▶ [Consigne 1]:
Filtrez les lignes fournies et ne conservez, recopiées telles quelles, que celles qui contiennent la chaîne « green ».

▶ [Extrait du document]:
Dans notre société, les gens jugent souvent une personne à l’intitulé de son poste et son niveau de salaire. Ils ne regardent et ne s’intéressent pas vraiment au reste. Mais parlons-en du reste, c’est justement le « reste » l’essentiel, et comparons l’image sociétale du poste en entreprise à ma vie réelle d’aujourd’hui.

Si j’avais persévéré dans ma vie d’avant, j’aurais certainement aujourd’hui fini par quitter l’entreprise grotesque pour laquelle je travaillais. J’aurais probablement bifurqué un peu et je me serais encore donné du mal pour finalement réussir à décrocher le poste à responsabilités et le statut de cadre supérieur auxquels mon CV me destinait. J’aurais obtenu le combo du cadre dynamique salaire-responsabilités-stress auquel tout le monde aspire. En même temps, j’aurais, puisqu’on ne peut pas tout avoir, également connu les joies de l’insatisfaction permanente des mamans parents qui ont l’impression d’être souvent perdants sur tous les plans : partant suffisamment tôt du travail pour se faire remarquer mais rentrant suffisamment tard à la maison pour que la journée des enfants soit quasiment terminée. J’aurais, si mon entreprise me le permettait, demandé un 4/5ème pour profiter de mes enfants, diminué mon salaire et mes congés de 20% et j’aurais passé ma vie entière à courir après mon RER, mon métro, la reconnaissance de ma hiérarchie, mes dossiers en retard à traiter en 4 jours et non 5, mes enfants que j’aurais expédié au lit pour qu’ils ne soient pas fatigués à l’école ou à la crèche et avec qui j’aurais, en tout et pour tout, eu 5 à 10 minutes pour réellement discuter (entre deux « dépêche-toi ! ») puis j’aurais couru le lendemain matin pour les déposer à droite puis à gauche, réussir à me glisser in extrémis dans un wagon sur le point de démarrer et recommencer le même cirque censé être épanouissant pour moi … STOP !

▶ [Lignes fournies]:
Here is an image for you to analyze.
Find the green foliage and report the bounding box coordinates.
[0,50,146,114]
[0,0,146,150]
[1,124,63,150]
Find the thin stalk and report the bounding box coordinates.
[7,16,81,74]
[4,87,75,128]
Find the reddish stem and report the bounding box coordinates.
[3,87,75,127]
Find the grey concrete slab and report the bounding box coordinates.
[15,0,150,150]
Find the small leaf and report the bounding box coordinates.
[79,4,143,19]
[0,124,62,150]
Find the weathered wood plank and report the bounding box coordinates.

* * *

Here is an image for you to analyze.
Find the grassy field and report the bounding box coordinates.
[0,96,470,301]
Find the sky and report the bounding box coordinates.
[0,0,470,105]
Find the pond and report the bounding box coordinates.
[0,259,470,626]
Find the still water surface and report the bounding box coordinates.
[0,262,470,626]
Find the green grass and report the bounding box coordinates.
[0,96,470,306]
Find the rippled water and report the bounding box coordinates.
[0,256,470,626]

* * *

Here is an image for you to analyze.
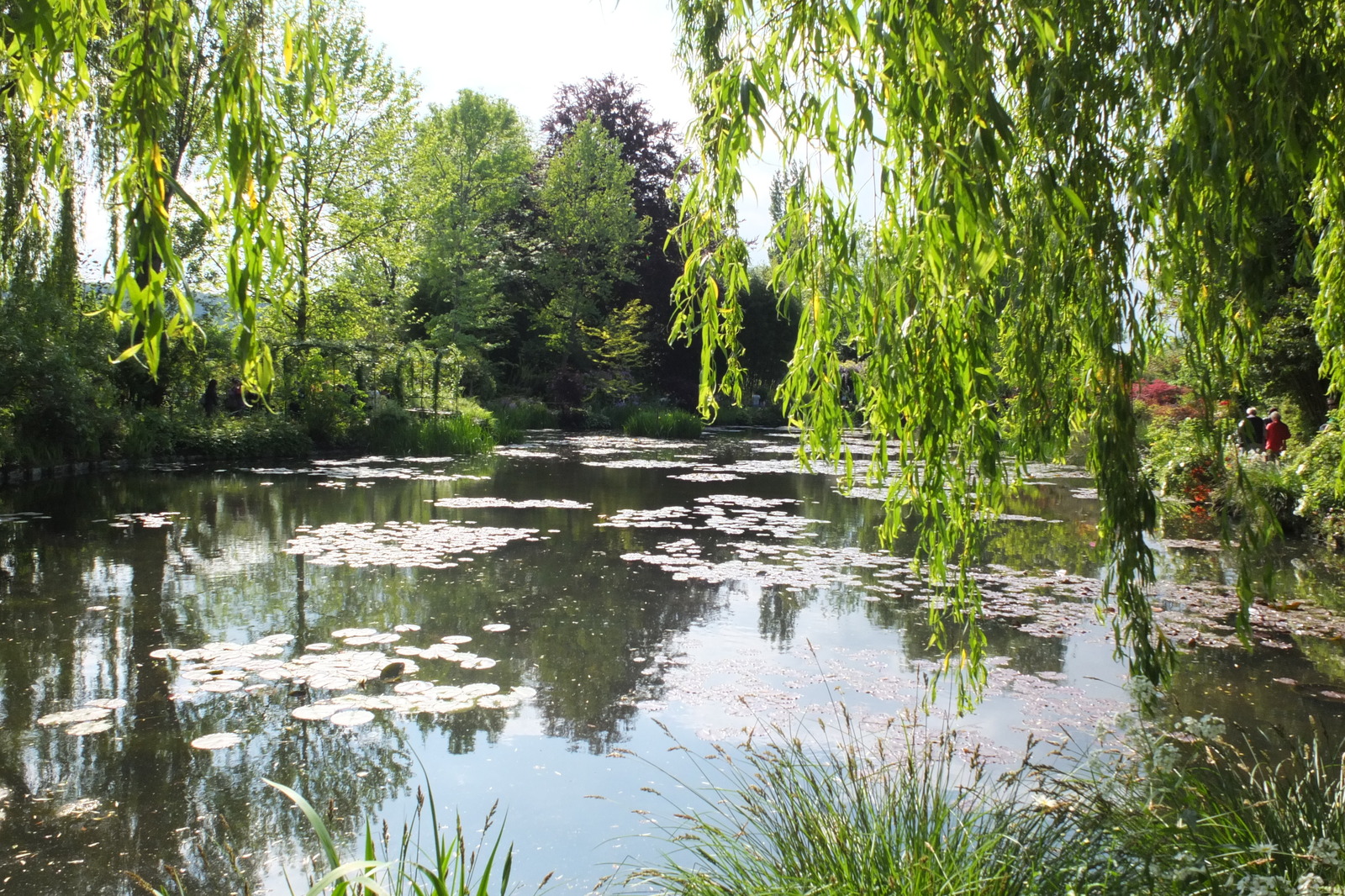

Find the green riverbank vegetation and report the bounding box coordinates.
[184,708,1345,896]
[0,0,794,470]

▶ [Consigne 2]:
Répondez brièvement à ces questions sur l'extrait du document :
(a) Selon quels deux critères les gens jugent-ils souvent une personne ?
(b) Quel temps de travail réduit aurait été demandé pour profiter des enfants ?
(c) Combien de minutes aurait-il été possible de consacrer à une vraie discussion avec les enfants ?

▶ [Réponse 1]:
Find the green foliage and report the bounding box coordinates.
Find the green grass and report the bounding box coordinates.
Find the green riverbank vegetation and report the bounding box coordinates.

▶ [Réponse 2]:
(a) L'intitulé de son poste et son niveau de salaire.
(b) Un 4/5ème.
(c) De 5 à 10 minutes.